[Records from a data collection]
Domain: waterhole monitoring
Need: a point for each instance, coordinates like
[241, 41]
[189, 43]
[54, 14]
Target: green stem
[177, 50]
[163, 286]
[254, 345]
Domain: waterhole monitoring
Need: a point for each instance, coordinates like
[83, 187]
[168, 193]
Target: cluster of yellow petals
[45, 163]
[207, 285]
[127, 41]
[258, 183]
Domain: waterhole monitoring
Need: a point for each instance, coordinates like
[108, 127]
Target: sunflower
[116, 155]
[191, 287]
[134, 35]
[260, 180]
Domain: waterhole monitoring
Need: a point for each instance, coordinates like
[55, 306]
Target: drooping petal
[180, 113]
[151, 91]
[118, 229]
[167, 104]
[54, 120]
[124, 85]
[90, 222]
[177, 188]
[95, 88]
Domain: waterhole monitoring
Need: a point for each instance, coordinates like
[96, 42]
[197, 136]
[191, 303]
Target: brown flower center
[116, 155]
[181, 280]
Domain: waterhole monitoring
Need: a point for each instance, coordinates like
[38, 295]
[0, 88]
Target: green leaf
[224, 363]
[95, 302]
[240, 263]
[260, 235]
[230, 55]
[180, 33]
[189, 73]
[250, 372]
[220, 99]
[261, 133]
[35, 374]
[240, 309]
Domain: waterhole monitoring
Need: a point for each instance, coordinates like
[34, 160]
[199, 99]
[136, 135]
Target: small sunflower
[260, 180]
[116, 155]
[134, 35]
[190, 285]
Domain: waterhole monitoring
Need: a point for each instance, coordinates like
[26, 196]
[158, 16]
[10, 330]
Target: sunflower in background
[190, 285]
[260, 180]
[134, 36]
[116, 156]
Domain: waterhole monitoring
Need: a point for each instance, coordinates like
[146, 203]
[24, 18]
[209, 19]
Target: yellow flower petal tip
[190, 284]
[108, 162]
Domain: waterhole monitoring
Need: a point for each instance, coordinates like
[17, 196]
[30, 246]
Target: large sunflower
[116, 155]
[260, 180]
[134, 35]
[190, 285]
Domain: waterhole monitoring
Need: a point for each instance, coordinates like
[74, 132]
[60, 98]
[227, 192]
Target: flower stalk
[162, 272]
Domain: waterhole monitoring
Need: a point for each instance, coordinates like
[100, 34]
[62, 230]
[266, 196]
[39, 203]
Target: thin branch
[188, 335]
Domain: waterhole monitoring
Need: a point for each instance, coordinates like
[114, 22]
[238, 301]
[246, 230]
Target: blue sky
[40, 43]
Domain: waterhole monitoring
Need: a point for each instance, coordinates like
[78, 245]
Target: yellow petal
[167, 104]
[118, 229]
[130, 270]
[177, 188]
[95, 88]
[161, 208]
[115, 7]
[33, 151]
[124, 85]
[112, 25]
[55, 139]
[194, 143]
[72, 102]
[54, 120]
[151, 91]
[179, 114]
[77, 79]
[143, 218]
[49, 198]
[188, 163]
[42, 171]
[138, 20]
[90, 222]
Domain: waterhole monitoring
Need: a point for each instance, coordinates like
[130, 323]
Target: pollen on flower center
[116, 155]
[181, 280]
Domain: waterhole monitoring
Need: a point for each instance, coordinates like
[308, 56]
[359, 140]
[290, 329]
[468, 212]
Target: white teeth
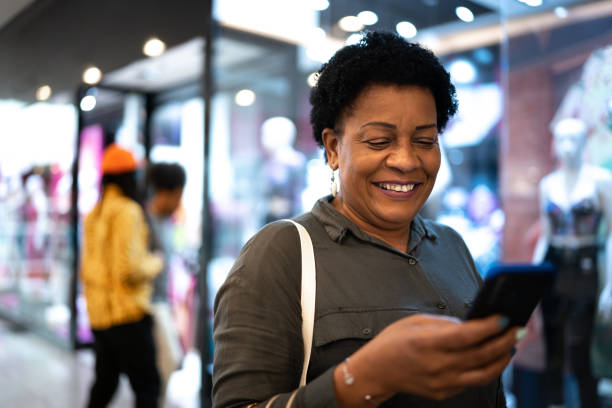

§ Task item
Print all entries exactly, without images.

§ Solution for this exercise
Domain: waterhole monitoring
Need: a point for each instance, coordinates like
[241, 41]
[189, 43]
[54, 14]
Target: green stem
[177, 50]
[163, 286]
[254, 345]
Domain: waterhole monitoring
Need: a point for each instance, coordinates like
[83, 187]
[168, 193]
Target: cluster of yellow petals
[45, 163]
[207, 285]
[127, 41]
[258, 183]
Domain: waterhole monitoring
Need: a point for each instance, coordinates like
[108, 127]
Target: sunflower
[116, 155]
[191, 287]
[134, 35]
[260, 180]
Domain: waterhole monitoring
Need: a point for each instance, coordinates like
[55, 306]
Target: drooping petal
[180, 113]
[151, 91]
[118, 229]
[167, 104]
[54, 120]
[124, 85]
[90, 222]
[177, 188]
[95, 88]
Domain: waterhole monitoring
Need: a point for each instance, coordinates like
[96, 42]
[197, 136]
[191, 303]
Target: brown flower center
[116, 155]
[181, 280]
Domain: waterhole monitoring
Need: a point for each instance, coordinates like
[38, 295]
[0, 88]
Target: green leaf
[224, 363]
[95, 302]
[240, 263]
[260, 235]
[230, 55]
[180, 33]
[189, 73]
[250, 372]
[220, 99]
[261, 133]
[35, 374]
[240, 309]
Domain: waterhole monitoring
Need: a point for each instance, coordinates like
[34, 160]
[199, 99]
[136, 135]
Target: small sunflower
[260, 180]
[116, 155]
[134, 35]
[190, 285]
Domain: waterhole monitoring
Need: a point for each instance, coordinates like
[26, 196]
[158, 16]
[10, 330]
Target: sunflower in background
[190, 285]
[260, 180]
[134, 36]
[116, 156]
Domain: waterhole monitoring
Need: a point for each instance, coordinates like
[146, 203]
[24, 18]
[209, 19]
Target: yellow flower petal tip
[190, 284]
[108, 162]
Domain: waterhole monitoring
Need: a point for each instance, coordinates like
[17, 196]
[30, 246]
Target: large sunflower
[116, 155]
[260, 180]
[134, 35]
[190, 285]
Domain: waterhole monitoring
Need: a point for each instance, coordinates like
[74, 132]
[60, 98]
[227, 192]
Target: flower stalk
[162, 272]
Domain: waterhole monitoring
Need: a point for each instance, coordinates like
[100, 34]
[62, 230]
[266, 196]
[39, 203]
Target: thin branch
[188, 335]
Domain: waterhole monitoring
Need: a point for each instance, coordinates like
[114, 22]
[238, 301]
[246, 230]
Target: blue sky
[40, 43]
Domain: waterhole monitoring
Need: a point for each instance, coordinates like
[78, 245]
Target: yellow petal
[167, 104]
[118, 229]
[130, 270]
[177, 188]
[95, 88]
[161, 208]
[115, 7]
[33, 151]
[124, 85]
[112, 25]
[55, 139]
[194, 143]
[72, 102]
[54, 120]
[151, 91]
[179, 114]
[77, 79]
[143, 218]
[49, 198]
[188, 163]
[42, 171]
[138, 20]
[90, 222]
Domain: waterhole monitoring
Need: a point for each instance, coordinates like
[130, 323]
Target: pollen on flower center
[116, 155]
[181, 280]
Domain: waterhole monitoring
Need: a point for each instance, coordinates like
[308, 56]
[359, 140]
[290, 329]
[468, 212]
Target: white teeth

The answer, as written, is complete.